== Given passage ==
-*-

By Casey C. Sullivan, Esq. | Last updated on

Law firm "tech support" does a lot more than make sure your Internet is running and software is up to date. In today's firms, technology professionals are an essential part of eDiscovery practice, litigation support, cybersecurity, and -- in the rare firm -- legal innovation.

And these highly-skilled tech workers are in store for a significant raise as more firms realize their worth and demand begins to outstrip supply. It might just be time to give your tech team a raise -- or watch them move elsewhere.

Highly-Valued, Well-Paid and In Demand

Tech workers are becoming increasingly essential to, and valued by, the legal industry. For large firms, technology professionals can be as necessary as lawyers themselves. They're the people who make sure the firm's computer systems are functioning, who keep eDiscovery from imploding, who make sure that the practice management systems are running smoothly. Some of them even protect against cyber attacks -- though the legal industry as a whole remains incredibly vulnerable to hacking.

Firms now have to compete for that talent not just between each other, but from their clients. Skadden may be the nation's highest paying employer, according to Glassdoor, but Netflix comes in second. And firms aren't just competing against tech companies. Traditional businesses are also more than willing to steal away skilled technology professionals.

Time for a Raise

All that extra competition means higher wages for legal tech workers. Robert Half Legal, the staffing agency, just released its 2016 Salary Guide for the legal industry and things look good for tech workers.

The wages for the average worker in eDiscovery and litigation support are expected to increase by 4.78 percent in 2016. That's a greater increase than lawyers can expect. On the top end, wages for litigation support and eDiscovery directors are expected to increase 5.7 percent to between $101,000 and $130,500. Wages for experienced managers are expected to go up 5.5 percent, reaching up to $115,750. Skilled tech workers could be making wages comparable to first year attorneys', without the hassle of having to be a BigLaw associate.

Of course, those are national averages. In San Francisco and New York, salaries would be nearly 40 percent higher, according to Robert Half. They'd be significantly less in El Paso or Duluth.

-*-

== Tasks to complete ==
1. Echo the legal tech salaries article word for word, from "The wages for" up to and including "a BigLaw associate.".
2. Condense the paragraph of the legal tech salaries article that begins "The wages for the average worker" into a short bulleted list that keeps its main facts.
Work only from the legal tech salaries article.

-*-

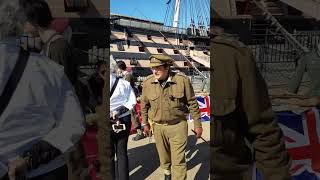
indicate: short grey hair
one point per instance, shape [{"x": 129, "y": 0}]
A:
[{"x": 11, "y": 18}]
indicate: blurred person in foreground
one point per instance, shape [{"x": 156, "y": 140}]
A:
[
  {"x": 42, "y": 120},
  {"x": 244, "y": 129}
]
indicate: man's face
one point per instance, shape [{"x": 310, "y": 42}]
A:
[
  {"x": 30, "y": 30},
  {"x": 160, "y": 72},
  {"x": 102, "y": 70}
]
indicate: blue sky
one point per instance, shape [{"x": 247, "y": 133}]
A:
[{"x": 155, "y": 10}]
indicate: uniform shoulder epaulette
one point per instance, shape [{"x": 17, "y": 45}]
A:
[
  {"x": 148, "y": 77},
  {"x": 228, "y": 41},
  {"x": 181, "y": 74}
]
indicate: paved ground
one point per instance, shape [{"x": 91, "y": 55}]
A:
[{"x": 144, "y": 160}]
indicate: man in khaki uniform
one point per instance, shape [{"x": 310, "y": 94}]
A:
[
  {"x": 243, "y": 117},
  {"x": 166, "y": 98}
]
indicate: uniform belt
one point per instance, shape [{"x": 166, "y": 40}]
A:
[{"x": 172, "y": 122}]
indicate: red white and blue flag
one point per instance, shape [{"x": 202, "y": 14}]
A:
[
  {"x": 204, "y": 106},
  {"x": 302, "y": 137}
]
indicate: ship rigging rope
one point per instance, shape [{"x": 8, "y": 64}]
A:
[{"x": 198, "y": 11}]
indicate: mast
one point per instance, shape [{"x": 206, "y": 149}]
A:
[{"x": 176, "y": 14}]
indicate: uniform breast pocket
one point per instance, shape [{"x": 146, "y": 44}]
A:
[
  {"x": 176, "y": 100},
  {"x": 154, "y": 100}
]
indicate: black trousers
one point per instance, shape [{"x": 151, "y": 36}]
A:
[
  {"x": 57, "y": 174},
  {"x": 119, "y": 147}
]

-*-

== Outputs in order ==
1.
The wages for the average worker in eDiscovery and litigation support are expected to increase by 4.78 percent in 2016. That's a greater increase than lawyers can expect. On the top end, wages for litigation support and eDiscovery directors are expected to increase 5.7 percent to between $101,000 and $130,500. Wages for experienced managers are expected to go up 5.5 percent, reaching up to $115,750. Skilled tech workers could be making wages comparable to first year attorneys', without the hassle of having to be a BigLaw associate.

2.
- Average eDiscovery and litigation support wages are expected to rise 4.78 percent in 2016, more than lawyers can expect.
- Litigation support and eDiscovery directors' wages are expected to rise 5.7 percent, to between $101,000 and $130,500.
- Experienced managers' wages are expected to rise 5.5 percent, reaching up to $115,750.
- Skilled tech workers could earn wages comparable to first-year attorneys' without being BigLaw associates.